- **WORK TO COMPLETE**
Output the line containing "Exercise. Mark the red watermelon" and all subsequent lines of the listing below, copied exactly, with no other lines.

::::

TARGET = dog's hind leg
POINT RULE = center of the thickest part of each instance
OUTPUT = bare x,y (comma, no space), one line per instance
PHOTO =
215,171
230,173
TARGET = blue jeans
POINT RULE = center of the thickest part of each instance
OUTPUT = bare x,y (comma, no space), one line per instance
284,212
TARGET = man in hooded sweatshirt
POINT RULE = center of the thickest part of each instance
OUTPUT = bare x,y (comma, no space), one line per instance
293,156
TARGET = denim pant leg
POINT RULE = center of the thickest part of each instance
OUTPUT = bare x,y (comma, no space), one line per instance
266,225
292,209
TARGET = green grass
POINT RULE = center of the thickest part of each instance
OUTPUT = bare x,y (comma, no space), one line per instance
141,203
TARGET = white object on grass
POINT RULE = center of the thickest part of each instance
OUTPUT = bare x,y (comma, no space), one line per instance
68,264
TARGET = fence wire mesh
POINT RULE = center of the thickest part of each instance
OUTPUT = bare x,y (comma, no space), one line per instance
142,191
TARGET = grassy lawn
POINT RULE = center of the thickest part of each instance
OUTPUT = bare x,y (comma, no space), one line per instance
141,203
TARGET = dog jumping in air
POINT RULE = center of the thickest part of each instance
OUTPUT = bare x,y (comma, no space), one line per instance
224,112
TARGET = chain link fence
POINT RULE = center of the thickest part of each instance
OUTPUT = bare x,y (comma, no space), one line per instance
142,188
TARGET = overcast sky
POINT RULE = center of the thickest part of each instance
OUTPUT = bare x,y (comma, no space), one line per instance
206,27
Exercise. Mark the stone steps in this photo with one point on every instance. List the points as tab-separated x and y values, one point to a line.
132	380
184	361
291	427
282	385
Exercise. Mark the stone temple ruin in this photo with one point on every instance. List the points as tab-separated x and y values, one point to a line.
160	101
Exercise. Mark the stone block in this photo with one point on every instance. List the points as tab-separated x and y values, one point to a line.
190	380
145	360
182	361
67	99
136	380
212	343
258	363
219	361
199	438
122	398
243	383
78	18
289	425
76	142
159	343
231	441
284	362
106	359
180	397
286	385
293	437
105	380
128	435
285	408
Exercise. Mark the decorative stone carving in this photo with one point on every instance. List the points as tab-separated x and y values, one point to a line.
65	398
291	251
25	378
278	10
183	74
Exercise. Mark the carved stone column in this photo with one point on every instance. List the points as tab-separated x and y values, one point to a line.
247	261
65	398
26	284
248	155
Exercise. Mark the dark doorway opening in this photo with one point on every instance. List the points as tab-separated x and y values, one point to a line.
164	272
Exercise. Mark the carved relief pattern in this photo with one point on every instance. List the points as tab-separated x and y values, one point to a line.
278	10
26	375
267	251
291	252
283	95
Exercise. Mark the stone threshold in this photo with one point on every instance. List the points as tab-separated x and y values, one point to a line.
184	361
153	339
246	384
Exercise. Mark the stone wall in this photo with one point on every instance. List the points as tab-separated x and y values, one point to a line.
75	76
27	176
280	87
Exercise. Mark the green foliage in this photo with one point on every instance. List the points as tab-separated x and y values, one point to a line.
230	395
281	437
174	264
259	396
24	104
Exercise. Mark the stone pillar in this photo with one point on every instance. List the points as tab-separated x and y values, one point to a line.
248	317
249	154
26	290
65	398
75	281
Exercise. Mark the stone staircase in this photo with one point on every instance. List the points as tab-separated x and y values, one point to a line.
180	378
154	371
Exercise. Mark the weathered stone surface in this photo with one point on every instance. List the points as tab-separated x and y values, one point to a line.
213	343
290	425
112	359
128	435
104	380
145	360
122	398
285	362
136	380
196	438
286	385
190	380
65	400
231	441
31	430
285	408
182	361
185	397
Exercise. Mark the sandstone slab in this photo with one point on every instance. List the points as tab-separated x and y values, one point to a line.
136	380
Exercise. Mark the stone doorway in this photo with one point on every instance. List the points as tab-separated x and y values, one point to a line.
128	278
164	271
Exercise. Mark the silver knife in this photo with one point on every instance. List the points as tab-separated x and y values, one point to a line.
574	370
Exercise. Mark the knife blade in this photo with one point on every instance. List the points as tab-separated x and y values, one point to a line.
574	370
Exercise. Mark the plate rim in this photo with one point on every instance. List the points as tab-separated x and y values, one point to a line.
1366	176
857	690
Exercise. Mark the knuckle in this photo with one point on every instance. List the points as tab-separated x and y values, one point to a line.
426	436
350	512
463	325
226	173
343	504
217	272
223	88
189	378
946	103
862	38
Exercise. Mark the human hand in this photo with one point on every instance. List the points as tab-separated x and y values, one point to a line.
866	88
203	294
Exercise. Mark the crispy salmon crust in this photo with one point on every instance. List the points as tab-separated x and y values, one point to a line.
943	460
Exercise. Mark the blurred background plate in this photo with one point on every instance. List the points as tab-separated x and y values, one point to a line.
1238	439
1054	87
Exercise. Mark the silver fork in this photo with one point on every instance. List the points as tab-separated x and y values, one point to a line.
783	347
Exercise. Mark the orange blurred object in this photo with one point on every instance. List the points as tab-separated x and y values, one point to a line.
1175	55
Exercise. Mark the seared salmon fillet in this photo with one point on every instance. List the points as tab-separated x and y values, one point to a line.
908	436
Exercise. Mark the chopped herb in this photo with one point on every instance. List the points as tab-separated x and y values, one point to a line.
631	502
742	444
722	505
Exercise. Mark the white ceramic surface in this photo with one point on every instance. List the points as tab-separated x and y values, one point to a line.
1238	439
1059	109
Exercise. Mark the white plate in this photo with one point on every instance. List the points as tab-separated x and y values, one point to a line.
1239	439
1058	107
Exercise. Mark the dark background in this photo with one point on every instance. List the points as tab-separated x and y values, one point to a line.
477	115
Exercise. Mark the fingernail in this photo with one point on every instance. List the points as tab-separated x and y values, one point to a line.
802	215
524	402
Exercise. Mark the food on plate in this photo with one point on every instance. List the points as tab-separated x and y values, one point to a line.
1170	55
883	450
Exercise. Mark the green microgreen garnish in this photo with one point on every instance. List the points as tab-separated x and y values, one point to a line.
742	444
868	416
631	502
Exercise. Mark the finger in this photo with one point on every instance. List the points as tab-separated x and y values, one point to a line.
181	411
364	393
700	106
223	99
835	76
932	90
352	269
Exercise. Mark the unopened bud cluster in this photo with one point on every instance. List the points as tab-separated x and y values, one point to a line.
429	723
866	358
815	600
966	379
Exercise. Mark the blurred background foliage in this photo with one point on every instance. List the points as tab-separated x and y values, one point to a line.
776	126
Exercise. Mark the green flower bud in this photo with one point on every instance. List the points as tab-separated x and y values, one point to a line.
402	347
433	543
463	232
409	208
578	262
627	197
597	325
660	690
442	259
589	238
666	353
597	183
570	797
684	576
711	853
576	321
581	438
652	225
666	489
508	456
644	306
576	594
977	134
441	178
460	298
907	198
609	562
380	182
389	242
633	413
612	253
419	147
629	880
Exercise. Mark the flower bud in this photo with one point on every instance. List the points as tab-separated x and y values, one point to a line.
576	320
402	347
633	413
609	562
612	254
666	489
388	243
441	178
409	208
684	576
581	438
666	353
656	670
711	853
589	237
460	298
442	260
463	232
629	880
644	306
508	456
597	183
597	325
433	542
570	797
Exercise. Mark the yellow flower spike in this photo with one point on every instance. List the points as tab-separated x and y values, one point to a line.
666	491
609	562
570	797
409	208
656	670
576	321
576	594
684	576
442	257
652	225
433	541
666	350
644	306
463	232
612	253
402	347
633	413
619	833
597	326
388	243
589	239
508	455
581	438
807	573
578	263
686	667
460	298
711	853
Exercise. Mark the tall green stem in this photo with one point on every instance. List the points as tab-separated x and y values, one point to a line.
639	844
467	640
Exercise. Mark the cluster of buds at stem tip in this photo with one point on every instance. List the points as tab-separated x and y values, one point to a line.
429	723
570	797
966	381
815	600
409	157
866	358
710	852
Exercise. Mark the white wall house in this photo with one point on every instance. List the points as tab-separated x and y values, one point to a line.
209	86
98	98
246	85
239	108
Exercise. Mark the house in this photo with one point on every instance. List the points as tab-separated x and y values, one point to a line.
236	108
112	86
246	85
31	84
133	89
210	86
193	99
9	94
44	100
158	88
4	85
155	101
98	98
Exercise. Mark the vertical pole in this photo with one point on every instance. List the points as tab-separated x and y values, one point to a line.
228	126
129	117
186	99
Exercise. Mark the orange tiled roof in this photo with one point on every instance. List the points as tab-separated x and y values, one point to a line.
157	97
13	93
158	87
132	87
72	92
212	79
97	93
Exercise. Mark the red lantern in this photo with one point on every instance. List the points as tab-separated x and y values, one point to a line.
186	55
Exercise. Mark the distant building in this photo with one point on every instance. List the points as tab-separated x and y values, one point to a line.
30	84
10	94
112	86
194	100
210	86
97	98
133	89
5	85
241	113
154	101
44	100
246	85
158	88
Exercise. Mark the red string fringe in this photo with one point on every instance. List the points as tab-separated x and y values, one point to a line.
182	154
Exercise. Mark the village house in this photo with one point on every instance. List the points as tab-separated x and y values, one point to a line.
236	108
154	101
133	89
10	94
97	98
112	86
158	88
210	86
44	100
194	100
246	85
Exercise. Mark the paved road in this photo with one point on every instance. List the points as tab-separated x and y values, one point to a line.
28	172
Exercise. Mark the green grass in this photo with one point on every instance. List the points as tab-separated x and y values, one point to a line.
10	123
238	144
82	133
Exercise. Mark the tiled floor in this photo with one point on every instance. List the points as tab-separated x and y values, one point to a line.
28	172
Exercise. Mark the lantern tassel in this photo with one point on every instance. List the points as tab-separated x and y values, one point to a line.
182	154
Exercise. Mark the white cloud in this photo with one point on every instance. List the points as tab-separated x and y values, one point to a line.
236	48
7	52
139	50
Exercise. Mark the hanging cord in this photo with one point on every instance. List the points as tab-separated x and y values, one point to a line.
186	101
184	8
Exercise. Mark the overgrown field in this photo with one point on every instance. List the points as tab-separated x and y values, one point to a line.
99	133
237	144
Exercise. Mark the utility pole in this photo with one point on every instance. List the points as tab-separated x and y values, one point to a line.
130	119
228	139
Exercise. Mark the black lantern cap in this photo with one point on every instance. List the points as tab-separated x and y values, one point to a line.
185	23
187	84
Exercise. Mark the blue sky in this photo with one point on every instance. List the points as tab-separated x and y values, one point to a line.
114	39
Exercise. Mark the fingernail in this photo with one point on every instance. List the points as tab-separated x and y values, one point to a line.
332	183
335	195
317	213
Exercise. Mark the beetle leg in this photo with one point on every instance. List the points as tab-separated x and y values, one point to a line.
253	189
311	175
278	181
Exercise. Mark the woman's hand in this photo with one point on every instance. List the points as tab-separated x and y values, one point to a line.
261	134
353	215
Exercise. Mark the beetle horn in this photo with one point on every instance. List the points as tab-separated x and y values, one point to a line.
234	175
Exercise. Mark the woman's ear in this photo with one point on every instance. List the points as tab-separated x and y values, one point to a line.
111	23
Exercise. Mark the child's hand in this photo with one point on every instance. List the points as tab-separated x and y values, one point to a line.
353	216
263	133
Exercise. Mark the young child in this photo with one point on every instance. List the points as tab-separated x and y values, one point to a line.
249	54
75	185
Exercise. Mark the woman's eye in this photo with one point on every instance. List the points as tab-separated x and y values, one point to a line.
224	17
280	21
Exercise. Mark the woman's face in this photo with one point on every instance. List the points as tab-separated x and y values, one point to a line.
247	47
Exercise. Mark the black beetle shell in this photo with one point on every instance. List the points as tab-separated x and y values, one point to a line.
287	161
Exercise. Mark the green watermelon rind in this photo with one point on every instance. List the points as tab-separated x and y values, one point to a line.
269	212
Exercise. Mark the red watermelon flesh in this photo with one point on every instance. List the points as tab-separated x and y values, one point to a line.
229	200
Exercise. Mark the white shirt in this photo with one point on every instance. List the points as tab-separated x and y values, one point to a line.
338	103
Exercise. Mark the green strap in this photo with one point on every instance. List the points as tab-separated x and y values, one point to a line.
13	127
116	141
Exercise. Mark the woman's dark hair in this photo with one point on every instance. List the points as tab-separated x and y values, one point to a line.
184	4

::::

- **FULL RESPONSE**
Exercise. Mark the red watermelon flesh in this photo with one point on every instance. List the points as tab-separated x and y values, one point to a line.
229	200
Exercise. Mark the white shirt in this photo with one point on every instance. List the points as tab-separated x and y values, one point to a line.
338	103
Exercise. Mark the green strap in this photo with one point on every instance. List the points as tab-separated x and y values, one point to a line.
13	127
116	141
Exercise. Mark the woman's dark hair in this photo with one point on every instance. List the points as tab-separated x and y values, one point to a line.
184	4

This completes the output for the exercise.